→ 読解用抜粋:
▬▬▬

「メーヘレン」のフェルメール贋作とフェノール樹脂

フェルメールは皆さんご存知ですよね。

デルフトのスフィンクス」と呼ばれるオランダの巨匠です。

このフェルメールの贋作事件が、第二次世界大戦の時代にあり大きなニュースになっていました。

その世紀の贋作事件を引き起こしたのは、オランダ人画家「メーヘレン」でした。

彼は、フェルメールが住んでいた町デルフトに生まれで、幼い時から画家になる事が夢でした。

ですが、父親の反対でメーヘレンは建築家の道に進みます。

建築家になっても、メーヘレンは画家になる夢をあきらめることが出なかったのです。

メーヘレンは、ついに建築家を辞めて画家になったのですが、前衛芸術と違いメーヘレンの古典的絵画は、画商たちに相手にされず、途方にくれた彼はとうとう贋作者の道に入っていくことになります。

 

世紀の贋作事件

この事件は1945年の、第二次世界大戦の終焉直後に発覚しました。

オランダ人画家ハン・ファン・メーヘレンが、フェルメールの贋作を売りさばいていた事件です。

この時期ヨーロッパでは、フェルメールの再評価で美術界はもりあがっていて、多くの研究者たちが次々に論文を発表していた時期でした。

▬▬▬

→ 記録情報:
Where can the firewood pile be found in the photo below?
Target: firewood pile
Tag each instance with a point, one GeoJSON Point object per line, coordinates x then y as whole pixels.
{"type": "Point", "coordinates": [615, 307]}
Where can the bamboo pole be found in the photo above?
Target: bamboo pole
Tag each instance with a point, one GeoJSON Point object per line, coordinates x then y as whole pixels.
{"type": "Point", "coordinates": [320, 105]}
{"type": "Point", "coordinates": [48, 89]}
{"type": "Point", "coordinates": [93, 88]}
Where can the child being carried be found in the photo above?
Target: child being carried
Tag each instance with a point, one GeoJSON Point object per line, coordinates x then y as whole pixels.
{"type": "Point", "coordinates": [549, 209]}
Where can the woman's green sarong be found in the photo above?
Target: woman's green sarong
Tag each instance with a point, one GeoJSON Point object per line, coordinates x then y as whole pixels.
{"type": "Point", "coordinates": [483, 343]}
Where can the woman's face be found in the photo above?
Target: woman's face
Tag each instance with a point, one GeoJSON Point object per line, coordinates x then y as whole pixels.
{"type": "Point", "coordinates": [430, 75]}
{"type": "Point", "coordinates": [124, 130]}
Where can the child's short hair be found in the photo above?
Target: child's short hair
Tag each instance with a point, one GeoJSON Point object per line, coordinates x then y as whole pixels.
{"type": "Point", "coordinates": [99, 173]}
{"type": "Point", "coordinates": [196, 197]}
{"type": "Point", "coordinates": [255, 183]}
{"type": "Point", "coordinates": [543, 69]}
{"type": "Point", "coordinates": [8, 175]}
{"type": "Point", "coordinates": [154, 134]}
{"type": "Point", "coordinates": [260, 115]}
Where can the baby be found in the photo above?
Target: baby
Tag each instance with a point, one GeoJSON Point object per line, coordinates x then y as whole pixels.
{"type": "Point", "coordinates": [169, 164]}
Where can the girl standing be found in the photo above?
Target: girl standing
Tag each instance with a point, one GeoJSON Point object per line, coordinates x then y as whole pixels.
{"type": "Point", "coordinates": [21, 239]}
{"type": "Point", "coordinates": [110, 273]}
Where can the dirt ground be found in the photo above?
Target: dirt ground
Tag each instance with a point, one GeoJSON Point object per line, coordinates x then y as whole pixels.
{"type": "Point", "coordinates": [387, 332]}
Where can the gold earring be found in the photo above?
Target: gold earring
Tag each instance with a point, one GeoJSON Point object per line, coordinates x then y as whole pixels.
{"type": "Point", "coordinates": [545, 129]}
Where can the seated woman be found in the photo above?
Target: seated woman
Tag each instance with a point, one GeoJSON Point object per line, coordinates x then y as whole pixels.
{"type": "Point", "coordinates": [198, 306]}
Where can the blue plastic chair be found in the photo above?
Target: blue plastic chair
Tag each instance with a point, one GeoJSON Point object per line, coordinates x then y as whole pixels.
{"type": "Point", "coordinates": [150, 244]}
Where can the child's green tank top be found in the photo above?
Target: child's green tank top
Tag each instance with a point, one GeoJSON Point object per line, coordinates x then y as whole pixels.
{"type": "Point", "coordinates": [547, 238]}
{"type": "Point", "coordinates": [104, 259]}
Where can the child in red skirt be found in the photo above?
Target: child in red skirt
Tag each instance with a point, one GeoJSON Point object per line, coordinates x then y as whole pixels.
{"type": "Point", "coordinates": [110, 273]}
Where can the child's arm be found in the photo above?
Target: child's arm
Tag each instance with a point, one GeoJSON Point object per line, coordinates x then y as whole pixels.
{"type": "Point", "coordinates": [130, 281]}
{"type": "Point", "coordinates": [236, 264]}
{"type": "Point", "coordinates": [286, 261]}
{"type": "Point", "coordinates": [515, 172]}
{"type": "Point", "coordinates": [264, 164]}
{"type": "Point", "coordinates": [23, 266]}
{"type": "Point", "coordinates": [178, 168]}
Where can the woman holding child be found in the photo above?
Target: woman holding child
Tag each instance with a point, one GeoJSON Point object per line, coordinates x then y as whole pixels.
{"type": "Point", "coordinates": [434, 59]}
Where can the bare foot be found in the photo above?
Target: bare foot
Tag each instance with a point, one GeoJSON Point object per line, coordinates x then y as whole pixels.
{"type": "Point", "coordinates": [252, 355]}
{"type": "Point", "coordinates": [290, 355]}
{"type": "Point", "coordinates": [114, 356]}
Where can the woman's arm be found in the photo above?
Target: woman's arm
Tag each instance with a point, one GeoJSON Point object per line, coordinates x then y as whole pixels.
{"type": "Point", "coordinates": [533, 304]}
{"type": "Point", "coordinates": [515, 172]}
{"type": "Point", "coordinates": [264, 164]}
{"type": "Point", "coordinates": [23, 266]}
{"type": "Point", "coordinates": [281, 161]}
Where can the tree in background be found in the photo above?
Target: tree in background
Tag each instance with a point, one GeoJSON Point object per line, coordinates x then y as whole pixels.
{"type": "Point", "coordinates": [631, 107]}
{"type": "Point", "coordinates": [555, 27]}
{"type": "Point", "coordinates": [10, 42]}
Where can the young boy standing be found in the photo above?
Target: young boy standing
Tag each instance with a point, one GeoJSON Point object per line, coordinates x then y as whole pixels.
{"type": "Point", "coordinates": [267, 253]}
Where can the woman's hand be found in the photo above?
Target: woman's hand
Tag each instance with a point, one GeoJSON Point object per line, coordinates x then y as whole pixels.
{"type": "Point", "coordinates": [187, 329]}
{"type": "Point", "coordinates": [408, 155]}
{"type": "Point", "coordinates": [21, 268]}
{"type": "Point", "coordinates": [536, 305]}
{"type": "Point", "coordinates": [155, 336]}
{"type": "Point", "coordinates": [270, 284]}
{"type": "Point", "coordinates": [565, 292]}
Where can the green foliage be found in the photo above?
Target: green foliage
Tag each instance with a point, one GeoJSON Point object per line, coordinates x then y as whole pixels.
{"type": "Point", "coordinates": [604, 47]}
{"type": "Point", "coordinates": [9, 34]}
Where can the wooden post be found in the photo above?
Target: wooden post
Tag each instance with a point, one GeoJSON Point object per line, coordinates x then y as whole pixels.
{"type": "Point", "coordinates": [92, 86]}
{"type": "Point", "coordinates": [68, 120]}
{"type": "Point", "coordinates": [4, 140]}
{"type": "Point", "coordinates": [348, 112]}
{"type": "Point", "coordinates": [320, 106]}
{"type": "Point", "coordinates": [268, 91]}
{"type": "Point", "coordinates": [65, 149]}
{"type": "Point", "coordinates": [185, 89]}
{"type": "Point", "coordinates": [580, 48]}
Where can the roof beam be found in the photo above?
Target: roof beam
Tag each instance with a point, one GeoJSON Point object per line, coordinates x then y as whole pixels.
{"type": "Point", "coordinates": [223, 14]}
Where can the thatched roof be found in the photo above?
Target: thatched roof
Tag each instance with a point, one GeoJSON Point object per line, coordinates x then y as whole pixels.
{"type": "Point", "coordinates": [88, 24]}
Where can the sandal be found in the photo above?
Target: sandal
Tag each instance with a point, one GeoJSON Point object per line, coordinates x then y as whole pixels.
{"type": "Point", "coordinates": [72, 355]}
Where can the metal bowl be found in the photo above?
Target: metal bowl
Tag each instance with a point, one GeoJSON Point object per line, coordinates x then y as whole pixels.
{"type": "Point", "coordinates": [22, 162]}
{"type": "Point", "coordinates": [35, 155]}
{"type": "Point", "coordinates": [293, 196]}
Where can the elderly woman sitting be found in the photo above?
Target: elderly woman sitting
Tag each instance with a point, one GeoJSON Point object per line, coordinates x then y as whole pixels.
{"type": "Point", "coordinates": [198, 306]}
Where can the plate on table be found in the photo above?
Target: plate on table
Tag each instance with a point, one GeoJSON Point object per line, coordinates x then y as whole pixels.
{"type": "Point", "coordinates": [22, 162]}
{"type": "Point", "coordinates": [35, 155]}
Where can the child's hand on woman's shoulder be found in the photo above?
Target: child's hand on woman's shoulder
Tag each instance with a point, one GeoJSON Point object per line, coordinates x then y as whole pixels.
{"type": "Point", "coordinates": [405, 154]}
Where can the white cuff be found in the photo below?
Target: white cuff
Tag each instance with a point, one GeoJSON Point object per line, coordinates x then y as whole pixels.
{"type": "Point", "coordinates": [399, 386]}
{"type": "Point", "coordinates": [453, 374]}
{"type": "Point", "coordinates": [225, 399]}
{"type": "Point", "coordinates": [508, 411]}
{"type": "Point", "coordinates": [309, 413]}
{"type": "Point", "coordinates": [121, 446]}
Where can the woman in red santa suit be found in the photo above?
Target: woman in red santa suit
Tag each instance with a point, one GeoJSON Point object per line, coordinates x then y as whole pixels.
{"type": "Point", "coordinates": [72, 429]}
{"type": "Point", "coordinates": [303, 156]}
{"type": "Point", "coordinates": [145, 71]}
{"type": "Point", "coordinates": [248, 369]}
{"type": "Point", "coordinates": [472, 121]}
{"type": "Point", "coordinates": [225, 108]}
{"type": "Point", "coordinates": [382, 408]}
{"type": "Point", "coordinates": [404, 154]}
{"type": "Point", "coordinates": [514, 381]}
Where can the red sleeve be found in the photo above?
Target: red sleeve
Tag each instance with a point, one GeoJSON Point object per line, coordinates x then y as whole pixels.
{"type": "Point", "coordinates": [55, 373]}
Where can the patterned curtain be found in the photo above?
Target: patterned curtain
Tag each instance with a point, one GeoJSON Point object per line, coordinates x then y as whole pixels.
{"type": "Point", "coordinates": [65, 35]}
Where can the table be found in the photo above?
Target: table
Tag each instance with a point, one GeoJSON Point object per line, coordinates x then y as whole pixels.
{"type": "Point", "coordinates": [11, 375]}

▬▬▬

→ 指示文 1:
メーヘレンについての文章を「彼は、フェルメールが住んでい」から「に入っていくことになります。」まで、「建築家」を「医師」に入れ替えて書き直しなさい。
→ 指示文 2:
メーヘレンについての文章によると、贋作事件が発覚したのはいつか。

→ 正解 1:
彼は、フェルメールが住んでいた町デルフトに生まれで、幼い時から画家になる事が夢でした。

ですが、父親の反対でメーヘレンは医師の道に進みます。

医師になっても、メーヘレンは画家になる夢をあきらめることが出なかったのです。

メーヘレンは、ついに医師を辞めて画家になったのですが、前衛芸術と違いメーヘレンの古典的絵画は、画商たちに相手にされず、途方にくれた彼はとうとう贋作者の道に入っていくことになります。

→ 正解 2:
1945年、第二次世界大戦の終焉直後である。